══ Input material ══
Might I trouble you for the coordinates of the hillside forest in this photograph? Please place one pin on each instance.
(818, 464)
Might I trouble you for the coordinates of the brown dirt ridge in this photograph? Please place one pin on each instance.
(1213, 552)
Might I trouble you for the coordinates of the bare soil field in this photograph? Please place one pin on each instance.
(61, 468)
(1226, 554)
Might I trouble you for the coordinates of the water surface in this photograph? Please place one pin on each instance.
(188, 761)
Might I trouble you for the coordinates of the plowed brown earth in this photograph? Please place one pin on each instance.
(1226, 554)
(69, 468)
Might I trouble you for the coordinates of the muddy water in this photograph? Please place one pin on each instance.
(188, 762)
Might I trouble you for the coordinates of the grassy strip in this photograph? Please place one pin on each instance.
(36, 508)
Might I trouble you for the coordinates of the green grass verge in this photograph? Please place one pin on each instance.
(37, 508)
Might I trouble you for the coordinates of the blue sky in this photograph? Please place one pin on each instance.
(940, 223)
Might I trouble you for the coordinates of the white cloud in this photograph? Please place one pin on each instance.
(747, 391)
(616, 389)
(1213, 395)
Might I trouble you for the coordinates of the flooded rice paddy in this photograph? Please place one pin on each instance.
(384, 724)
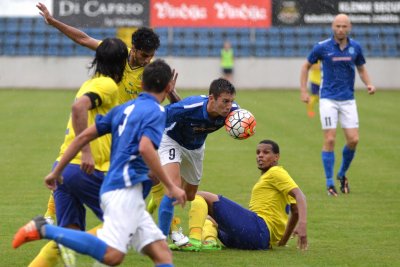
═══
→ **Description of the task**
Rename "white cloud" to "gray cloud" in the listing, from the line with "Might I trouble you for the coordinates of the green" to the line with "(1213, 395)". Give back only those lines, with nothing else changed.

→ **Result of this exercise**
Might I trouble you for the coordinates of the green grass verge in this photograph? Please place one pin on each instance.
(37, 508)
Might I trouble you for the coordinates of the blue sky in this photograph? Please place one pin on each instance.
(940, 223)
Might I trouble you for the coordinates of the gray cloud in this photograph? Please place one pin on each instance.
(747, 391)
(616, 389)
(1213, 395)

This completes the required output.